## [ABOUT THIS TASK]
Set down the passage about Pelton word for word, starting at "Most of the" and ending at "- died 1864.".

[[ EXTRACT TO READ, beginning ]]

Pelton is a village and electoral ward in County Durham, in England. The population of the village and ward taken at the 2011 census was 8,250. It is located about two miles to the northwest of Chester-le-Street. The village of West Pelton is located to the west; separated from it by a few villages between and closer to Stanley than to central Chester-le-Street. Pelton has a newly built community centre updated in 2012, one public house and a small range of convenience stores, including a CO OP, three general stores, a Post Office, chemist, doctors surgery, dentist, library, two parks and some take-away food outlets, and some hair salons. Local schools in the area include a primary school (Pelton Primary school). Pelton is served by public transport, with links to Stanley, Sunderland, Newcastle upon Tyne, Chester-le-Street and Consett with buses running up to every 30 minutes or so to 5 bus stops throughout the village. In local government they are governed by the Pelton Parish Council.

Most of the village sits within the River Tyne Catchment area, close to the tributary River Team which joins the Tyne in Dunston The remainder of the village sits within the River Wear catchment area, close to The Cong Burn, which joins the Wear in Chester-le-Street.

Notable people
 Alan White – drummer with Yes band, born 1949 - died 2022.
 Thomas Hepburn - English coal miner and trade union leader, born 1795 - died 1864.

[[ EXTRACT TO READ, end ]]
[[ SOURCE INFORMATION, beginning ]]

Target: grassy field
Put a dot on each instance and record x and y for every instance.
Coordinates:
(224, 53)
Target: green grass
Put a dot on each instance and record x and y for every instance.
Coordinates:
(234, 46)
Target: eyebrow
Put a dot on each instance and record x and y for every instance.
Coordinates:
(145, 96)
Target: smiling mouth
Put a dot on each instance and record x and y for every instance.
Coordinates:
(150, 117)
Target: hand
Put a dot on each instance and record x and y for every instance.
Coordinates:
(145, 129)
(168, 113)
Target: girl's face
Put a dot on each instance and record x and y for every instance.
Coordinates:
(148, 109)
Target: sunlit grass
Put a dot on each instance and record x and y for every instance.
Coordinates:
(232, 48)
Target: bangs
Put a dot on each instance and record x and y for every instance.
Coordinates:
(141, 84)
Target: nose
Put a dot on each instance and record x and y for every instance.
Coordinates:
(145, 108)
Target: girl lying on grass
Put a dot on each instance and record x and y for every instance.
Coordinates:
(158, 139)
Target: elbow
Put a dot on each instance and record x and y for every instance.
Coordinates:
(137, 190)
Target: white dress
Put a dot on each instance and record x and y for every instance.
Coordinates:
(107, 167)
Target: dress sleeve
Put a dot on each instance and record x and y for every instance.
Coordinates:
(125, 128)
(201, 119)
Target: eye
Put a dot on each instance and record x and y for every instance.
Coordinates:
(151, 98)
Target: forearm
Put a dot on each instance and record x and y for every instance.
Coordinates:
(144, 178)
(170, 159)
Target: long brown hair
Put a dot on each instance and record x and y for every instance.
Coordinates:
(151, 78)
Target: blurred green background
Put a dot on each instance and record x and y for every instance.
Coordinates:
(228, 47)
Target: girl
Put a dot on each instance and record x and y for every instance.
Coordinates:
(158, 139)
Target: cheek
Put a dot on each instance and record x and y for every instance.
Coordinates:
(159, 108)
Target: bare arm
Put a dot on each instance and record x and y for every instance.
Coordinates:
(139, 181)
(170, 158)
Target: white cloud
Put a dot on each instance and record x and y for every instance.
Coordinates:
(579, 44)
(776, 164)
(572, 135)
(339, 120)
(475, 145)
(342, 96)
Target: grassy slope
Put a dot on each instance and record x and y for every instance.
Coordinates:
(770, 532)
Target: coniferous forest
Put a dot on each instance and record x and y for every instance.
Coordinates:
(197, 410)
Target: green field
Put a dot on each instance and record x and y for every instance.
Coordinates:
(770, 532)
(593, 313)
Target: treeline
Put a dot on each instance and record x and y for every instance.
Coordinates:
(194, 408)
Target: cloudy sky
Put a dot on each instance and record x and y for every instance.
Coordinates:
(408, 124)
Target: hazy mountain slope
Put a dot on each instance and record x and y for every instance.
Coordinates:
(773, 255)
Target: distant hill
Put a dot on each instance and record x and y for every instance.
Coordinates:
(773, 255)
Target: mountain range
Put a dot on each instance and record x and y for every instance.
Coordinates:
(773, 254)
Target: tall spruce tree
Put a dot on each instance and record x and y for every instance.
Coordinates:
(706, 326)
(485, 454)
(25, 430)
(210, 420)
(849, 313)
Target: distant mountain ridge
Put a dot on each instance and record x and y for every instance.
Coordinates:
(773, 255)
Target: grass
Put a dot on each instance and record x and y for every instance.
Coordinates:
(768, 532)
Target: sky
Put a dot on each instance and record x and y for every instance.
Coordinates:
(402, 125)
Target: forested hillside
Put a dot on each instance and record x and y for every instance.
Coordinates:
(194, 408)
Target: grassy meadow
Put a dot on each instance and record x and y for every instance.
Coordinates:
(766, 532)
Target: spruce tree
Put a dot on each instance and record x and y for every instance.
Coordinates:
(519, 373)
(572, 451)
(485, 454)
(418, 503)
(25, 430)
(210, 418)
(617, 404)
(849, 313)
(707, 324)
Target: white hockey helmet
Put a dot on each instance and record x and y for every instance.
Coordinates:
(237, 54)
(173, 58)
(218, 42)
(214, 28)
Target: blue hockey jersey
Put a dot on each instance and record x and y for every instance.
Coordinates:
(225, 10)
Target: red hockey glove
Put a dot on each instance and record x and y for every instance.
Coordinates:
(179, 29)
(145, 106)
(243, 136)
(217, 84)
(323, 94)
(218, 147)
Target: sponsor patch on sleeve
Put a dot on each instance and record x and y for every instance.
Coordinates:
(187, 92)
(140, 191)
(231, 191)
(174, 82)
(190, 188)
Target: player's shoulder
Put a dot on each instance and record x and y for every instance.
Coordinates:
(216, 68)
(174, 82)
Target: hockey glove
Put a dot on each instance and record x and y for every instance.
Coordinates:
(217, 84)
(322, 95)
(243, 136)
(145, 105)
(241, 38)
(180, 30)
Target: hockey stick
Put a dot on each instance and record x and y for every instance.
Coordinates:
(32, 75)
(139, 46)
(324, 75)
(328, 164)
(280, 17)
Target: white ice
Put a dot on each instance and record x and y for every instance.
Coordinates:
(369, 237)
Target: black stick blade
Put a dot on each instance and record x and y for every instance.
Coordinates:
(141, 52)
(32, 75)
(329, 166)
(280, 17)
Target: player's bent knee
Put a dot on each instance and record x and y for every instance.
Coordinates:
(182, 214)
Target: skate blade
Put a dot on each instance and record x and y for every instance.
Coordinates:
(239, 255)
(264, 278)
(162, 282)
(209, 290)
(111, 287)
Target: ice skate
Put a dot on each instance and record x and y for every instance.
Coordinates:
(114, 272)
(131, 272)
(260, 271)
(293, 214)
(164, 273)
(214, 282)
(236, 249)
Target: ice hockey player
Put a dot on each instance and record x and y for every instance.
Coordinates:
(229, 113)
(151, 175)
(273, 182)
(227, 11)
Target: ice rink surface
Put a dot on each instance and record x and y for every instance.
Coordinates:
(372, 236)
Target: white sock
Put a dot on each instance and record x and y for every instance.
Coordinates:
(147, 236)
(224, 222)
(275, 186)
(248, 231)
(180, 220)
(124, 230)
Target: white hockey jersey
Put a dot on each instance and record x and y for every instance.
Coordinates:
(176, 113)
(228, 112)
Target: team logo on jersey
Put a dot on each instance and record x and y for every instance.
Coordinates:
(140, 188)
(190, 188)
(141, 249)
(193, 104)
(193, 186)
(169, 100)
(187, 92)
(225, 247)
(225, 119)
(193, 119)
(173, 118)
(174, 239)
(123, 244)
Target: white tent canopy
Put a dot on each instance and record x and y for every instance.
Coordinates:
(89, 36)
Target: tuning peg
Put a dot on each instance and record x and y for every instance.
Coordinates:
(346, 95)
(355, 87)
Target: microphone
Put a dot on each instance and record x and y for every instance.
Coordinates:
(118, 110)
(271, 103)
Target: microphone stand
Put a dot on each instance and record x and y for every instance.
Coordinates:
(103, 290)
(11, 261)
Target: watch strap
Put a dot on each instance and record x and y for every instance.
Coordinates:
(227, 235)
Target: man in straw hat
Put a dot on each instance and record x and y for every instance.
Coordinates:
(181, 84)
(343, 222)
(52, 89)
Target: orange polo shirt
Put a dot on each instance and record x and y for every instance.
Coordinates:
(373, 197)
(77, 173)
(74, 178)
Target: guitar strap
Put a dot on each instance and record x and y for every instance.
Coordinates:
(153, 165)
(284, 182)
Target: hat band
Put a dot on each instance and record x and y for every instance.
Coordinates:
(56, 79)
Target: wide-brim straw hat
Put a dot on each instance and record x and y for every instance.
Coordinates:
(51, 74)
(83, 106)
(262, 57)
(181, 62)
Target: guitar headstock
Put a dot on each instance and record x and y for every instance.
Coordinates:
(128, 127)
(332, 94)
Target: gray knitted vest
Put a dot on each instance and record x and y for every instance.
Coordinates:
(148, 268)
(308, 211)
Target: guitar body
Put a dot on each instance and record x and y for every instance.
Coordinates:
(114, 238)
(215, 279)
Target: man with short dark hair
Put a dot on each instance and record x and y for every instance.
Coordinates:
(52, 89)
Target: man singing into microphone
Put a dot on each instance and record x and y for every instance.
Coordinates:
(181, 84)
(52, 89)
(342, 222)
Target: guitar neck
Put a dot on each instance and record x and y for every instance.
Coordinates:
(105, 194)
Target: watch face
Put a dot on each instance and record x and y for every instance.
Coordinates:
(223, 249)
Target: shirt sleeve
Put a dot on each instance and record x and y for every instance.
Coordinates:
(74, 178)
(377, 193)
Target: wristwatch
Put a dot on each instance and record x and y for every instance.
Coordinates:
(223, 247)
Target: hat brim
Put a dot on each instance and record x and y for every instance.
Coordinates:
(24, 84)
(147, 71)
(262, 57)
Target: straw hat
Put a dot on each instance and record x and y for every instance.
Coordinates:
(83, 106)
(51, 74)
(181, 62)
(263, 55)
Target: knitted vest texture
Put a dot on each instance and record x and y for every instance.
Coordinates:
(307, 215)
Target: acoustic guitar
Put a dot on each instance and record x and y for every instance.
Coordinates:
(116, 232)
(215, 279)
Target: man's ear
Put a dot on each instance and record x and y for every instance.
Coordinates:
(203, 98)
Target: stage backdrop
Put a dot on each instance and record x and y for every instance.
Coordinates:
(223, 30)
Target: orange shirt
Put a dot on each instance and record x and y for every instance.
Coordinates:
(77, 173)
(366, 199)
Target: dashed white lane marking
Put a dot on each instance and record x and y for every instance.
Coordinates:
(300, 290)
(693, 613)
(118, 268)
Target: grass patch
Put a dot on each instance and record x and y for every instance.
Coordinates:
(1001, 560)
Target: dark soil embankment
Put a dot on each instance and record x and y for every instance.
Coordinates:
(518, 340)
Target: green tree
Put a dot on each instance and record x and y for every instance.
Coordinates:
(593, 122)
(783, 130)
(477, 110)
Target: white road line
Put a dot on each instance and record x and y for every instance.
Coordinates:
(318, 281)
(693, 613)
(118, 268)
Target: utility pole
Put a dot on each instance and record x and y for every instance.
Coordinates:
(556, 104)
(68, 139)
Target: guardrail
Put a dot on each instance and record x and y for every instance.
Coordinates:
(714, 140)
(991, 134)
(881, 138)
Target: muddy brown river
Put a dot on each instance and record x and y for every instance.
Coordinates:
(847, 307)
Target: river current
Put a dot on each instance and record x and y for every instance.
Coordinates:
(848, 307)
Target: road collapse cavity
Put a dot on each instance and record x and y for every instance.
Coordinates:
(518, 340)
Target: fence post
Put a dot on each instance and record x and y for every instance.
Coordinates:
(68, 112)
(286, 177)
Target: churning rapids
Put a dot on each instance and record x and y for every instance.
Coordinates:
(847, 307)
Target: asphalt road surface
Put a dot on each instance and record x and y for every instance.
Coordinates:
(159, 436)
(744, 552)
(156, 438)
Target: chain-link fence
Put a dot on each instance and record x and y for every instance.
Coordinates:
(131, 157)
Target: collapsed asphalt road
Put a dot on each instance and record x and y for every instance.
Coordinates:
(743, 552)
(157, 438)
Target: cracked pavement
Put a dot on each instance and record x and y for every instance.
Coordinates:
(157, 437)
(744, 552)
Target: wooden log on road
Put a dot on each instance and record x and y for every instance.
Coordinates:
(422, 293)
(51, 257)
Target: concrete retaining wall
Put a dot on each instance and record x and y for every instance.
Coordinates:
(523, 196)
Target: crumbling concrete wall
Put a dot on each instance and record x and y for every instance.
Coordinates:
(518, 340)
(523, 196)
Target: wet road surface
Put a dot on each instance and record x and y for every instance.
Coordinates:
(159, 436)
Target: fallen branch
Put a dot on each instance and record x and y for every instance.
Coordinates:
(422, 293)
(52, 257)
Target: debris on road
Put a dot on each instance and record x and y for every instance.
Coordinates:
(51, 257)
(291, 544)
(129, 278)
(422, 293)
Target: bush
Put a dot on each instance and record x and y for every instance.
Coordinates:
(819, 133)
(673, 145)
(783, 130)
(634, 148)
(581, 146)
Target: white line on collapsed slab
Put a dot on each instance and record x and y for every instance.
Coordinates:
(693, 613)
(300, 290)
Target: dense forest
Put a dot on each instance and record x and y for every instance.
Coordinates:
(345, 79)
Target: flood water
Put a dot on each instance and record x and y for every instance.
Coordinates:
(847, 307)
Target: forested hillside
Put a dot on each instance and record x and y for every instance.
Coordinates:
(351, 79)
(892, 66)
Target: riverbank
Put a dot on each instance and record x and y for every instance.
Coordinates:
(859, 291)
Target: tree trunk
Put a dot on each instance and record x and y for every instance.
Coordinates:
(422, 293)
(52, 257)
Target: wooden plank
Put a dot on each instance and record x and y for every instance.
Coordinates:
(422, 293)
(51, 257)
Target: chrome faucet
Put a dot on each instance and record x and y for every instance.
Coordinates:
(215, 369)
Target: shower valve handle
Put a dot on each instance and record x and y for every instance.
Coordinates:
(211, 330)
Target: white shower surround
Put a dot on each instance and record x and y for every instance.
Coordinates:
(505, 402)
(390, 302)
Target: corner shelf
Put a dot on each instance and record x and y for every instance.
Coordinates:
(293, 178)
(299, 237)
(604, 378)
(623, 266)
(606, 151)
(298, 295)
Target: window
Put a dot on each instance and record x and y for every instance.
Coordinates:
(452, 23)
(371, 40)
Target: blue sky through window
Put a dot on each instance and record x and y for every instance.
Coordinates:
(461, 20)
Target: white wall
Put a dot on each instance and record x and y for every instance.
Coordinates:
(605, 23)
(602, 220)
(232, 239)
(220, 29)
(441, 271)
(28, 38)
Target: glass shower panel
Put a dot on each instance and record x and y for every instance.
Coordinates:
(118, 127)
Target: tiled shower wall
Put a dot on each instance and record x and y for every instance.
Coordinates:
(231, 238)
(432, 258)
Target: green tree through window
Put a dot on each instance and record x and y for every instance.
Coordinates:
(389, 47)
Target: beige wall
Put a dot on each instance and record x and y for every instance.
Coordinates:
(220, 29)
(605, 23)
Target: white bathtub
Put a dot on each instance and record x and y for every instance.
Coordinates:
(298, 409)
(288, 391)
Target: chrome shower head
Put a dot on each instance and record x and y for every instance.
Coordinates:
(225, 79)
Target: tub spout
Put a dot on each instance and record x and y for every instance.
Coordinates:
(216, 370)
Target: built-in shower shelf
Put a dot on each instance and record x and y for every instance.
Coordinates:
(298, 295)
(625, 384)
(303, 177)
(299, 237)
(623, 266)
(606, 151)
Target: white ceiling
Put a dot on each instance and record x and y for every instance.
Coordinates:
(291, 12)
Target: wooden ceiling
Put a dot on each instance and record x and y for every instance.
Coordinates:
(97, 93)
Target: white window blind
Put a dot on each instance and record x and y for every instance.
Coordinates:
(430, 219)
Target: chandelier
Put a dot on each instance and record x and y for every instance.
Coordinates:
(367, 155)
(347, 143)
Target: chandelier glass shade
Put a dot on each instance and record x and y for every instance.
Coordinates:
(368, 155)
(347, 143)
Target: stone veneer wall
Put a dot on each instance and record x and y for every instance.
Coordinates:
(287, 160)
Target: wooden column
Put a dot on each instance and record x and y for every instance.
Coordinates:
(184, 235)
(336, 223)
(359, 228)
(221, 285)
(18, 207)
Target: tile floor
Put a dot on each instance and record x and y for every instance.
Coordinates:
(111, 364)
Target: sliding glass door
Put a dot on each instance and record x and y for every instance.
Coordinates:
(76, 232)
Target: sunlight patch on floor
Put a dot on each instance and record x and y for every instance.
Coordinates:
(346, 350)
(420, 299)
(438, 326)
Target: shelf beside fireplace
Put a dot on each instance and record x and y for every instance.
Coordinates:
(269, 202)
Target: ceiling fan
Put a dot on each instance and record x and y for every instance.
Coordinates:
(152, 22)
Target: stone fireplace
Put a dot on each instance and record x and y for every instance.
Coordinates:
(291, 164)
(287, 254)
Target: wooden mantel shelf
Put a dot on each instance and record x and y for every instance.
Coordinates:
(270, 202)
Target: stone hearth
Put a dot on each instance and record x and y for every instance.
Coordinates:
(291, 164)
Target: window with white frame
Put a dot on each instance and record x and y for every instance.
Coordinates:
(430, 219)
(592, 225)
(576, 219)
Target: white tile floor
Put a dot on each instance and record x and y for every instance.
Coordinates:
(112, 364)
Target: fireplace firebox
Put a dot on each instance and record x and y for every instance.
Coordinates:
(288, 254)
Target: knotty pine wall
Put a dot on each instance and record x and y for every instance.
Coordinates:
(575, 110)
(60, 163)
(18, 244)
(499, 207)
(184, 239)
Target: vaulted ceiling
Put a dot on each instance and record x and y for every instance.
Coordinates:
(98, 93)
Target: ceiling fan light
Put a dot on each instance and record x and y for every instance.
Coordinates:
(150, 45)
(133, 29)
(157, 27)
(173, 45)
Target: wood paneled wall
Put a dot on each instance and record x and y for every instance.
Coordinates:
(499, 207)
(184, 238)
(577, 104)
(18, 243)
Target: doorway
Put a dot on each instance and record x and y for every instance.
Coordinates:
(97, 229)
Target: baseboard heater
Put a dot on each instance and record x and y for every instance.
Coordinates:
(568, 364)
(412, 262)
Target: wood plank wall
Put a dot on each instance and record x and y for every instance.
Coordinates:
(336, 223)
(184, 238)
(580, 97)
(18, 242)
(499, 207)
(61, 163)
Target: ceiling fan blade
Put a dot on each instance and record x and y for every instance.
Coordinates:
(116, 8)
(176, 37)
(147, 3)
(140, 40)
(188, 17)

[[ SOURCE INFORMATION, end ]]

## [SOLUTION FOR THIS PROBLEM]
Most of the village sits within the River Tyne Catchment area, close to the tributary River Team which joins the Tyne in Dunston The remainder of the village sits within the River Wear catchment area, close to The Cong Burn, which joins the Wear in Chester-le-Street.

Notable people
 Alan White – drummer with Yes band, born 1949 - died 2022.
 Thomas Hepburn - English coal miner and trade union leader, born 1795 - died 1864.